--- Consigne ---
Recopiez, s'il vous plaît, le passage de l'article sur Drummondville allant de « La Dominion Textile n’en » à « Cotton Company Limited. », en remplaçant « compétitives » par « rentables ».

--- Article ---
——————————

DRUMMONDVILLE
Usine de la Dominion Silk and Dying Company © Crédit photo : André Pelchat / Eric Beaupré Vingt55. Tous droits réservés
En 1919, Drummondville est encore à peine plus qu’un village avec 4 000 habitants. Toutefois, les bases d’une transformation radicale ont été jetées lorsqu’en 1914, la Southern Canada Power a acquis les droits d’exploitation hydroélectrique du bas de la rivière Saint-François. En 1919, une centrale est construite aux chutes Lord. Une source d’énergie est maintenant disponible pour ceux qui voudraient implanter des industries et, la même année, la Butterfly Hosiery commence à fabriquer des bas de soie et emploie bientôt 50 travailleurs et ira jusqu’à 300 dans les années qui suivent.
Dès l’année suivante, une autre entreprise, la Jenckes Canadian Tire Fabrics Company Limited entreprend la construction d’une usine de 4 étages destinées à la fabrication de toile à pneu. En 1923, la Dominion Silk and Dying Company débute ses opérations dans une usine flambant neuve située près de la rivière Saint-François. Propriété de la National Silk Dyeing Compagny, située au New Jersey, l’entreprise fait la teinture de divers tissus. Mais le virage textile se prend réellement à partir de 1929 quand la Dominion Textile achète cette usine.
La Dominion Textile n’en est pas à ses premières armes. Cette entreprise s’est formée en 1890 sous le nom de Dominion Cotton Mills Company, par l’union de 8 petites usines de textiles décidant de mettre en commun leurs ressources pour devenir plus compétitives. Leurs affaires, à ce moment, se faisaient surtout avec la Chine mais, en 1900 une grande révolte anti-étrangère en Chine dite « révolte des Boxers » perturba sérieusement ce lucratif marché. Pour éviter la ruine, la Dominion Cotton Mills, qui avait déjà des usines dans plusieurs provinces canadiennes, fusionna en 1905 avec d’autres entreprises pour former la Dominion Textile Company Limited. Le premier président était le financier montréalais David Yuile mais c’est son successeur, Charles B. Gordon qui dirigea l’expansion de la nouvelle entité. La succursale de Drummondville portera le nom de Drummondville Cotton Company Limited.

——————————

Enregistrements contenus dans un jeu de données:

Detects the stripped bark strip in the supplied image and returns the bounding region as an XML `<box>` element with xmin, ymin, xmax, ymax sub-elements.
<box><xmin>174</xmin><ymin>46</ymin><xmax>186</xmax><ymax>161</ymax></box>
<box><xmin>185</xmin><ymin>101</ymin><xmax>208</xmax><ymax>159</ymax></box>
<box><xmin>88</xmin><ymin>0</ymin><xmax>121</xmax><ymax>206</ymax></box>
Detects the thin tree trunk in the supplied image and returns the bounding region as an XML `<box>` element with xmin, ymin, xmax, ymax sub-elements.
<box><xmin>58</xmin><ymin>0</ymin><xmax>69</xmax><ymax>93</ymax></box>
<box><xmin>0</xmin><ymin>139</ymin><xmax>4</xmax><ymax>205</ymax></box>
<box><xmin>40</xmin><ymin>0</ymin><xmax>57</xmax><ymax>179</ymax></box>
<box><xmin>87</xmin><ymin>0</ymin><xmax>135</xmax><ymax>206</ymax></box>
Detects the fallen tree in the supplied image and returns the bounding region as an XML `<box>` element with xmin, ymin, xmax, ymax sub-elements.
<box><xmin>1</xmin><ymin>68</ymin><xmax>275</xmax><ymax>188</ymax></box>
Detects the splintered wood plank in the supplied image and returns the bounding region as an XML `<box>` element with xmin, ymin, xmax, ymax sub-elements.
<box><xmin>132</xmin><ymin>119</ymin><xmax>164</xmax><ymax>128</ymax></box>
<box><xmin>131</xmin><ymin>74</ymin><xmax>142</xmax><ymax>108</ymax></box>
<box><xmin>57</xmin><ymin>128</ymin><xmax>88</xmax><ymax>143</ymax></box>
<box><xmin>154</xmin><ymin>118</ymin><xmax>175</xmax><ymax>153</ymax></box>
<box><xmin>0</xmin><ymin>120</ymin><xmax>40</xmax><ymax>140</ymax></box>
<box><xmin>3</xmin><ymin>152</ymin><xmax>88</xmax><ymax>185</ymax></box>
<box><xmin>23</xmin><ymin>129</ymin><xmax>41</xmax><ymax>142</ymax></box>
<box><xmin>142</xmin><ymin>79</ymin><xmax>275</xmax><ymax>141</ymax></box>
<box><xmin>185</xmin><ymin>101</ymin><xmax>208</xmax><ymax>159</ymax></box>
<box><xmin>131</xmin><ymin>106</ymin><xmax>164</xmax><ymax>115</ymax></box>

——————————

--- Réponse ---
La Dominion Textile n’en est pas à ses premières armes. Cette entreprise s’est formée en 1890 sous le nom de Dominion Cotton Mills Company, par l’union de 8 petites usines de textiles décidant de mettre en commun leurs ressources pour devenir plus rentables. Leurs affaires, à ce moment, se faisaient surtout avec la Chine mais, en 1900 une grande révolte anti-étrangère en Chine dite « révolte des Boxers » perturba sérieusement ce lucratif marché. Pour éviter la ruine, la Dominion Cotton Mills, qui avait déjà des usines dans plusieurs provinces canadiennes, fusionna en 1905 avec d’autres entreprises pour former la Dominion Textile Company Limited. Le premier président était le financier montréalais David Yuile mais c’est son successeur, Charles B. Gordon qui dirigea l’expansion de la nouvelle entité. La succursale de Drummondville portera le nom de Drummondville Cotton Company Limited.